Start of Data extract
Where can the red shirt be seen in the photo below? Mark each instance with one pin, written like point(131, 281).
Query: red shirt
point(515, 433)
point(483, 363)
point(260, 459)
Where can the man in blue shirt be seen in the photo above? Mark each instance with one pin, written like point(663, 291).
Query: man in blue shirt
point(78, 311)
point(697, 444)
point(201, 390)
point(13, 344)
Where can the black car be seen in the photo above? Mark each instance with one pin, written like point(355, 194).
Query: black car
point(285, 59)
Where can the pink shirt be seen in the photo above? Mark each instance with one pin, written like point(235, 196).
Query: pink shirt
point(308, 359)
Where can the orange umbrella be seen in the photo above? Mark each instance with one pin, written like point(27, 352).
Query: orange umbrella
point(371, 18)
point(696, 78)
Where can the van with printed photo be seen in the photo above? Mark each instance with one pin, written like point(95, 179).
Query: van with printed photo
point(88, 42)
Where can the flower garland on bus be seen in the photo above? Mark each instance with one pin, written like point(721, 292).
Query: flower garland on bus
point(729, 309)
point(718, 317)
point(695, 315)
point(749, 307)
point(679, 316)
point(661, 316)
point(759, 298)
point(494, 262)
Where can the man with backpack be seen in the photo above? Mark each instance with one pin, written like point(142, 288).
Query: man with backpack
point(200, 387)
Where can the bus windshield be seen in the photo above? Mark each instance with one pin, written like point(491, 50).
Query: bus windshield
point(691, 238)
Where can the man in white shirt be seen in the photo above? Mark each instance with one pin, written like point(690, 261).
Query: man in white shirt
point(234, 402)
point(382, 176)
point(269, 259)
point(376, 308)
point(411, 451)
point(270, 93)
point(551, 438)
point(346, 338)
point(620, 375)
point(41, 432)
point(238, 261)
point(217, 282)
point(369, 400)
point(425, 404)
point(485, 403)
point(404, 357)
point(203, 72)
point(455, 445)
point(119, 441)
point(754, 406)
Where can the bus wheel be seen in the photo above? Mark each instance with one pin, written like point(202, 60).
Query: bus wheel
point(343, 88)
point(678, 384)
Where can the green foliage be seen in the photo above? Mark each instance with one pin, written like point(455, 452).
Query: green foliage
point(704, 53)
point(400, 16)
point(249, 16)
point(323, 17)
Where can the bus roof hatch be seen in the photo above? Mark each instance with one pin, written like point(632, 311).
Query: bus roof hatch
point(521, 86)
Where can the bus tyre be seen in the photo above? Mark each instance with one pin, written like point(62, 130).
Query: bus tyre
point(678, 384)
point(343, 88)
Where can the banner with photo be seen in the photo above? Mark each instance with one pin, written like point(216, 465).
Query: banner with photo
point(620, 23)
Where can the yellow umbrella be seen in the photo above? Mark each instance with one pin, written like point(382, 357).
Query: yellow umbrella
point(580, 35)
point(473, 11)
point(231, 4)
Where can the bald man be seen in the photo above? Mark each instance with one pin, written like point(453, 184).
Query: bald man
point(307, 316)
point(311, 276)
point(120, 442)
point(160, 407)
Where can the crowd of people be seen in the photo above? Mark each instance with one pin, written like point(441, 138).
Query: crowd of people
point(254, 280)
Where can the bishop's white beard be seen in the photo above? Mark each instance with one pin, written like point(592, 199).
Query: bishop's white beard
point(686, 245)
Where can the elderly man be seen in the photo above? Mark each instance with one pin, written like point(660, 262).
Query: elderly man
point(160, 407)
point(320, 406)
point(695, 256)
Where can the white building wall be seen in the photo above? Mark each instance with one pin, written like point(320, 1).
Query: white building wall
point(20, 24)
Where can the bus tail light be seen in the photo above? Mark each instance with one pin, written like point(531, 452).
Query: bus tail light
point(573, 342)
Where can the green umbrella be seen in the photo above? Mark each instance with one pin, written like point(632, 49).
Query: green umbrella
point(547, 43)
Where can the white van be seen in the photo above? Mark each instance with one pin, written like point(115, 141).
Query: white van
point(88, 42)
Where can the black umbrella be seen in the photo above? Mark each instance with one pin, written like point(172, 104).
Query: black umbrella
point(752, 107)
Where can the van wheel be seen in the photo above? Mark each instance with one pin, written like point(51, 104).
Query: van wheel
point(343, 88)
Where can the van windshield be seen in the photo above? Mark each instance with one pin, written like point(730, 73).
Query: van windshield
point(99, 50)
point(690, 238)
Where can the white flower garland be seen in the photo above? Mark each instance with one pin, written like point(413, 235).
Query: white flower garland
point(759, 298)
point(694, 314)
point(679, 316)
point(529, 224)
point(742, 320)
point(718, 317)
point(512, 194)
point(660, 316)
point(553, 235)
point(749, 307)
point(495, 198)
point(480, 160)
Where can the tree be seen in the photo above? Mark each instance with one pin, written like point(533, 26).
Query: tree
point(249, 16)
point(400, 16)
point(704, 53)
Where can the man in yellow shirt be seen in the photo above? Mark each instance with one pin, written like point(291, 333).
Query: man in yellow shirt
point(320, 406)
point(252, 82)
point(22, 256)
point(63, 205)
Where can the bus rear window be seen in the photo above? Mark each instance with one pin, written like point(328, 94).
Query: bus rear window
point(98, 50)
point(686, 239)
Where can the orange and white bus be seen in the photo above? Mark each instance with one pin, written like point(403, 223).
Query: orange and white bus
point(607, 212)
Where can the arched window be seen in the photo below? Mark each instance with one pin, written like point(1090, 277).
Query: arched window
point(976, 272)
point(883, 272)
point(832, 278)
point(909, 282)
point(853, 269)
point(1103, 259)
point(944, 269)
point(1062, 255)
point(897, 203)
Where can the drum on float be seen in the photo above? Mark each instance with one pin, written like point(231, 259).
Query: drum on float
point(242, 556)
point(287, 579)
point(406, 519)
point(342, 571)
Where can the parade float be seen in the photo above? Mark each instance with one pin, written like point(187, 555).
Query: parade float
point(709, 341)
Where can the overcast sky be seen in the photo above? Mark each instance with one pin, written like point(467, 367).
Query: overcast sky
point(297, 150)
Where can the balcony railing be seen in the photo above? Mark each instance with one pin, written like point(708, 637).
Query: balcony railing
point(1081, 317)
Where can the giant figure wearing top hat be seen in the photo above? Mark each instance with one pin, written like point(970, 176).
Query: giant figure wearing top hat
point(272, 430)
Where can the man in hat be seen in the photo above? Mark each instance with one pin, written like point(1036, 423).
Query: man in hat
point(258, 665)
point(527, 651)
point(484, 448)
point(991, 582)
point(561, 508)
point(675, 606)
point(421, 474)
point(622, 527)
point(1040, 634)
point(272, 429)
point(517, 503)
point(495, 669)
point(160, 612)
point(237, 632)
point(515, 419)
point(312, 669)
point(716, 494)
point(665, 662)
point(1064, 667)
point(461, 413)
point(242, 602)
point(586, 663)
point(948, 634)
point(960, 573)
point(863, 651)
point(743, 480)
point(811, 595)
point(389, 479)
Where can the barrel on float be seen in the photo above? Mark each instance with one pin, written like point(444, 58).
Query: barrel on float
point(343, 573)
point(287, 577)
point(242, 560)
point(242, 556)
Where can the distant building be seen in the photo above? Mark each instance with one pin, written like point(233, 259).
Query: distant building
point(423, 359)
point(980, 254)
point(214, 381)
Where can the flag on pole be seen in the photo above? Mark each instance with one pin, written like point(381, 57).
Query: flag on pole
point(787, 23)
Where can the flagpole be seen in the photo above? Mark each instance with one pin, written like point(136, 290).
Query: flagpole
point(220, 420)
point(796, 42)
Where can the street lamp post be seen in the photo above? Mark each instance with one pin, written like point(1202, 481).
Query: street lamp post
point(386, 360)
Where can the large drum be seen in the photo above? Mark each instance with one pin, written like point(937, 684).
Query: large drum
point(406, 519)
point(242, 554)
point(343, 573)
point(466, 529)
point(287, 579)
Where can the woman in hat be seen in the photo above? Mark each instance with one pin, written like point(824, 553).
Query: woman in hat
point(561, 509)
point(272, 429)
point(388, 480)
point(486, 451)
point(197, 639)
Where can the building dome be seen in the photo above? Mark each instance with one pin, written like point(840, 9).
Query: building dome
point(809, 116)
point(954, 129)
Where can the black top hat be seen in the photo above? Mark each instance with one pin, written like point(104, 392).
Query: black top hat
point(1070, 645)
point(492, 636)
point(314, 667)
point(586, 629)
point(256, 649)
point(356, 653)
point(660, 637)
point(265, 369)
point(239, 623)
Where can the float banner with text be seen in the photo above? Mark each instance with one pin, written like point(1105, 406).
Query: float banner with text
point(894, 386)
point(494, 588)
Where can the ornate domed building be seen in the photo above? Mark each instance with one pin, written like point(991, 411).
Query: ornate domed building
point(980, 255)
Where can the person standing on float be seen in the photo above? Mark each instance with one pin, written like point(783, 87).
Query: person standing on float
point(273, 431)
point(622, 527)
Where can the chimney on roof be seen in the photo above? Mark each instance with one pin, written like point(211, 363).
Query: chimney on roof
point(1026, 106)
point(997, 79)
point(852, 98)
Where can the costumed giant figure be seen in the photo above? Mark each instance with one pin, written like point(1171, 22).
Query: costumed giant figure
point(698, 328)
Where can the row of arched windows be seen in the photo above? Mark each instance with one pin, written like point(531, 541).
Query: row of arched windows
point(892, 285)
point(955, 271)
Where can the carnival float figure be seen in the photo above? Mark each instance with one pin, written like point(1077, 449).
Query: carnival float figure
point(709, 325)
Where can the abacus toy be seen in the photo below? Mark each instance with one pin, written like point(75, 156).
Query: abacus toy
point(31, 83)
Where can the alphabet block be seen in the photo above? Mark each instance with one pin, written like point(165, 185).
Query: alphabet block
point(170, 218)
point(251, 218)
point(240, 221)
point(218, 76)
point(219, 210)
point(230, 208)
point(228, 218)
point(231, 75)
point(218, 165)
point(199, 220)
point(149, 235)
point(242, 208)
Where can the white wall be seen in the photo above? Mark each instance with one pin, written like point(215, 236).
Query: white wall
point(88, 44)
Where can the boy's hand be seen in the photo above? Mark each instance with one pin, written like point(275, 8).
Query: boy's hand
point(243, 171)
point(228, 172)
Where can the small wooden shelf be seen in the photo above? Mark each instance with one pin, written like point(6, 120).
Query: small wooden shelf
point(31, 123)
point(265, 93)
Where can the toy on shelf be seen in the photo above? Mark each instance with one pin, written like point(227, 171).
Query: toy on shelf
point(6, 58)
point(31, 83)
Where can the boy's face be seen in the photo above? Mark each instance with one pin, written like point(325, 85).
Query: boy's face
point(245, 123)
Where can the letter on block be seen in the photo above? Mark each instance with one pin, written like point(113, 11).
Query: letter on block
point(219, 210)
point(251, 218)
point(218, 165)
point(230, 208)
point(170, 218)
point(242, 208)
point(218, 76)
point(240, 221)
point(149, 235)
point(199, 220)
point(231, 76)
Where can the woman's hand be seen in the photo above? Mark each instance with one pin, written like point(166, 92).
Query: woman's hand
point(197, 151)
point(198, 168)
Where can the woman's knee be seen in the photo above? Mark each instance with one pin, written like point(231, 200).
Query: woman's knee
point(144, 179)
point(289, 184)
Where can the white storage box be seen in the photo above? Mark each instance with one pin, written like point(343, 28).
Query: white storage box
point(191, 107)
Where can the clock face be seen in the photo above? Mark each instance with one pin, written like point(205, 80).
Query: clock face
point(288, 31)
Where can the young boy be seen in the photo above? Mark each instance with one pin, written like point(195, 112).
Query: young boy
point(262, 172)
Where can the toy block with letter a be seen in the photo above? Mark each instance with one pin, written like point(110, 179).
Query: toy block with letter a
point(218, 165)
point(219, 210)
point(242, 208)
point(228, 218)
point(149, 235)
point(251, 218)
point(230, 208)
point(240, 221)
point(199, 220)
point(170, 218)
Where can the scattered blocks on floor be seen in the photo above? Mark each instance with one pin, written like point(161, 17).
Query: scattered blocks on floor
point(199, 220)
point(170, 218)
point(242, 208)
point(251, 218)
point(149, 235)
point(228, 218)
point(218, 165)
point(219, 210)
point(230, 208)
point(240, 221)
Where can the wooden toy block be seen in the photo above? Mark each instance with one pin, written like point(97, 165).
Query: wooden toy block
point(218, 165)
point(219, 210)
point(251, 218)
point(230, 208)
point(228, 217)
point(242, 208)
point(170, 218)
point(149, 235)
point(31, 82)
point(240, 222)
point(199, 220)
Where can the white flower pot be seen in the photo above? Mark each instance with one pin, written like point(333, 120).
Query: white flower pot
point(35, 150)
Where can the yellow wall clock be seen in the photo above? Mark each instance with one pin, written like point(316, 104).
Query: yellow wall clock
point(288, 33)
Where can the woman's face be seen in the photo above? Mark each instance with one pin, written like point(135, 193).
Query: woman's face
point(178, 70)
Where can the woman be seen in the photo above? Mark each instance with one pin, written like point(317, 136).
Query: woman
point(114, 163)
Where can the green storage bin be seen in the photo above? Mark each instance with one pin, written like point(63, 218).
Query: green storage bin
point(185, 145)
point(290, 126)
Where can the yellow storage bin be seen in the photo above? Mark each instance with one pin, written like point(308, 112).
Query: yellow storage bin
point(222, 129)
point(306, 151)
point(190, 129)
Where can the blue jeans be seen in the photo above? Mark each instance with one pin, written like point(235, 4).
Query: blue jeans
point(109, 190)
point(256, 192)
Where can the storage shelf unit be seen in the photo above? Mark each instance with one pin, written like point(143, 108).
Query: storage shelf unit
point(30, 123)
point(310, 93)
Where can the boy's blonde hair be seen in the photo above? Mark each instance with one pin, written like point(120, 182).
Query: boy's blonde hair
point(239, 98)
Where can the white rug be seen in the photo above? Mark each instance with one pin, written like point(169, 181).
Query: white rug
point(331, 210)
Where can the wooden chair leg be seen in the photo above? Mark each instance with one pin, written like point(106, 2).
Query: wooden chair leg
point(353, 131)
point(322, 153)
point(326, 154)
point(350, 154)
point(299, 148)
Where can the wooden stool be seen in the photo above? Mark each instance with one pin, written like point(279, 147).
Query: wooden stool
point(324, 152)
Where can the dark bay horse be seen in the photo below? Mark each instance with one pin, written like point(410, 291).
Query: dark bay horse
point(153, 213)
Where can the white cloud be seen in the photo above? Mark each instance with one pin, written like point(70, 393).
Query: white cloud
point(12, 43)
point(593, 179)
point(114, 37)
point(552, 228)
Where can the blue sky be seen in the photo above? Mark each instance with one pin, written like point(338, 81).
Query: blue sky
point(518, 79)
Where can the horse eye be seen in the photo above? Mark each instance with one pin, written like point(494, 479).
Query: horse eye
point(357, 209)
End of Data extract
**Instructions for the task:**
Transcribe, word for word, every line from the one containing "Where can the wooden chair" through the final line of the entries, and nothing else.

**Solution:**
Where can the wooden chair leg be seen in the photo above? Mark each instance with one pin, written like point(106, 2).
Query: wooden chair leg
point(353, 131)
point(322, 153)
point(326, 154)
point(350, 154)
point(299, 148)
Where can the wooden stool be seen in the photo above? Mark each instance with one pin, written like point(279, 147).
Query: wooden stool
point(324, 152)
Where can the dark bay horse be seen in the photo below? Mark each instance with one pin, written like point(410, 291).
Query: dark bay horse
point(153, 213)
Where can the white cloud be seen in the photo above? Mark each instance with one pin, written like point(70, 393).
Query: white cloud
point(12, 43)
point(593, 179)
point(114, 37)
point(552, 228)
Where can the blue sky be seen in the photo above? Mark each instance with one pin, written like point(338, 81).
Query: blue sky
point(518, 79)
Where can the horse eye be seen in the photo above? Mark each instance with one pin, written like point(494, 479).
Query: horse eye
point(357, 209)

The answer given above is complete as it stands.